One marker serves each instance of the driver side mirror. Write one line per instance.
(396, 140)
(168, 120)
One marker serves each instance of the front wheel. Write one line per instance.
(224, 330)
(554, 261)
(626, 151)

Your instructions: Rewrite every line of the records above, requests included, and move each point in the answers by adding 87 to both of its coordinates.

Exercise response:
One marker serves each instance of the driver side mirror. Write one line per instance.
(483, 227)
(255, 207)
One marker serves each instance of the front wheel. Write one line per instance.
(311, 417)
(641, 348)
(713, 238)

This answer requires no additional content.